▶ _OBJECTIVE 1_
According to the fall 2023 real estate article, how many new housing starts were there in 2007?
▶ _OBJECTIVE 2_
Resume the fall 2023 real estate article, writing on from its final sentence.

# START OF PROVIDED PASSAGE

Fall 2023 Challenges in Real Estate

Interest rates have risen and the inventory of housing continues to dwindle causing a seller’s market to some degree. Higher interest rates have forced many buyers to the sidelines hoping for some sort of reprieve. Sellers are seeing prices climb but many aren’t wanting to wade into a new home with a new higher interest rates so homes are not going on the market as fast as they once were.

 

Dave Ramsey, a national financial talk show host with a multi-decade real estate business, gave details on the national real estate picture. It’s rosy for the buyers.

 

“Folks are saying they are going to sit on the sidelines and wait on buying because they think house prices are going to go down,” Ramsey said. “House prices are caused by one thing and one thing only – supply and demand. How many houses are for sale versus how many buyers there are.”

He noted that there are fewer buyers in a bad economy with high interest rates but “there still has to be less buyers than houses for the price to go down. And that’s not going to happen.”

 

There are five million more 35 year olds right now in the Millennial generation – the prime house buying demographic – than in 2007. There are 128 million households right not compared to 116 million in 2007.

“There are 12 million more households operating that need a house. And in 2007 there were 2.1 million new housing starts and this year there are only 1.4 million new housing starts. Inventory is at half. The number of buyers would have to go down so dramatically before house prices go down. House prices went up nationally 32 percent in 2020, 18 percent in 2021 and seven percent in 2022. 2023 is projected at five percent increase. Every year for the next five years there will be fewer houses for sale than buyers to buy them driving the price up. Housing prices are going to go up for the next five years. If you’re ready to buy and in good shape financially, you need to buy now. Don’t wait on housing prices to go down. They are not coming down.”

# END OF PROVIDED PASSAGE
# START OF ROWS

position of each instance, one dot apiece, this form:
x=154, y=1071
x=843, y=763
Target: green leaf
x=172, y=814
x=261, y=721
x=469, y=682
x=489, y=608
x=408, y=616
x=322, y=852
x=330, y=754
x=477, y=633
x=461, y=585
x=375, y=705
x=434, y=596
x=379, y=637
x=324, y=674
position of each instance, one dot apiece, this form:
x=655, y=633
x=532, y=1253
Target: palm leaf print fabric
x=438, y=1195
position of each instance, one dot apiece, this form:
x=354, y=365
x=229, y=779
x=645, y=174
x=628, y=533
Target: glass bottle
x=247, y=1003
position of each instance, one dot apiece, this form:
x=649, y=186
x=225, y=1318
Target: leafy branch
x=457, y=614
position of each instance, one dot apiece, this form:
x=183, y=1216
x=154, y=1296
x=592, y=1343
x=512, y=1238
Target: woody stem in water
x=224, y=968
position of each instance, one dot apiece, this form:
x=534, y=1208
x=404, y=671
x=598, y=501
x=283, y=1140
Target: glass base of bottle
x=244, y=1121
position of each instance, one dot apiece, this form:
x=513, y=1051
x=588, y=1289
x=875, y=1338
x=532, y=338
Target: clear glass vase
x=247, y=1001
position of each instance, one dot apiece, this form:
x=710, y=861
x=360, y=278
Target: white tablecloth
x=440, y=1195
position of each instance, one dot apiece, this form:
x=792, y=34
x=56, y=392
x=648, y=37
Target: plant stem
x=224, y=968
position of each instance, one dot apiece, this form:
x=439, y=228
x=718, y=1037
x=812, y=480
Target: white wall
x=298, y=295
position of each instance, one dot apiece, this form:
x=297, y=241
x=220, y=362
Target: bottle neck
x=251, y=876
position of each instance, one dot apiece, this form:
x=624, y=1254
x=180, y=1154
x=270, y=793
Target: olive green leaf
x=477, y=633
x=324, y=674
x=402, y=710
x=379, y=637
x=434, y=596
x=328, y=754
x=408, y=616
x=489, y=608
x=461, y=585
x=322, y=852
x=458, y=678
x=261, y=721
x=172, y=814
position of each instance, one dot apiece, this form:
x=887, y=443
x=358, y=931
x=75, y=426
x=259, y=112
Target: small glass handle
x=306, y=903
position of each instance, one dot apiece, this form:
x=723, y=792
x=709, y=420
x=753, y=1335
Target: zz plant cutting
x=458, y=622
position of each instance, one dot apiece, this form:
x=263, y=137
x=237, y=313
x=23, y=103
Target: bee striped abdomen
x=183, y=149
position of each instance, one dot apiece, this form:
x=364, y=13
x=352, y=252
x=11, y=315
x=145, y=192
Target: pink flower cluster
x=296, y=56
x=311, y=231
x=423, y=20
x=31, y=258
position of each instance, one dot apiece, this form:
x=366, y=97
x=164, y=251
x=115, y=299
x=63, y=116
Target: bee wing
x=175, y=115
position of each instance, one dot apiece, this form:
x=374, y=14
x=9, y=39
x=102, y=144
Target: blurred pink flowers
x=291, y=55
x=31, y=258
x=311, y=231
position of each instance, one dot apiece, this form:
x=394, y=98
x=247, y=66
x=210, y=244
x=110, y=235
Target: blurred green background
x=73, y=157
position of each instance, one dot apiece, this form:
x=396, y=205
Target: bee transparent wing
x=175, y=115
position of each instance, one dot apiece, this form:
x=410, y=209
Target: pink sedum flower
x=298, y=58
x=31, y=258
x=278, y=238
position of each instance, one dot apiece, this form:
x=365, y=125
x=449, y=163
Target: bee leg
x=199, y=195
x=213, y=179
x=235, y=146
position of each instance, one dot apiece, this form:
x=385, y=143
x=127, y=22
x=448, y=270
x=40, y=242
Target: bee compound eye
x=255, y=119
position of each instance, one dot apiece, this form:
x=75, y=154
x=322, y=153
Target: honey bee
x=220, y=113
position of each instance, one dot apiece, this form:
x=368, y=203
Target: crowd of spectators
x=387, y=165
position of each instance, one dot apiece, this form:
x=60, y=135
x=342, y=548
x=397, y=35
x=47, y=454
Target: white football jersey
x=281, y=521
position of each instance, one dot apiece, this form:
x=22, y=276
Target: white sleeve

# END OF ROWS

▶ _FINAL RESULT 1_
2.1 million

▶ _FINAL RESULT 2_
 

Tim Hurst, COO of Own Mortgage is working to find ways to help buyers with mortgages in the challenging real estate environment.

“The biggest challenge is climbing interest rates and its causing home affordability to drop but that coupled with the shortage of inventory is causing housing prices to go up,” Hurst said. “No one wants to move from their home they bought with two or three percent mortgage rate to a home with six or seven percent rate. It’s challenging for all those involved.”

 

The lending side has seen the refinance business go by the wayside with the interest rate climb.

 

“Folks are paying more than asking price as well making homes less affordable,” he said. “A lot of people are not looking to do that and you can take that and work it to your advantage by purchasing a home at that higher rate knowing that rates have been higher due to the growing inflation problem. Current numbers show inflation curbing and we’ll see that interest rate number drop by two or three points in the coming years.”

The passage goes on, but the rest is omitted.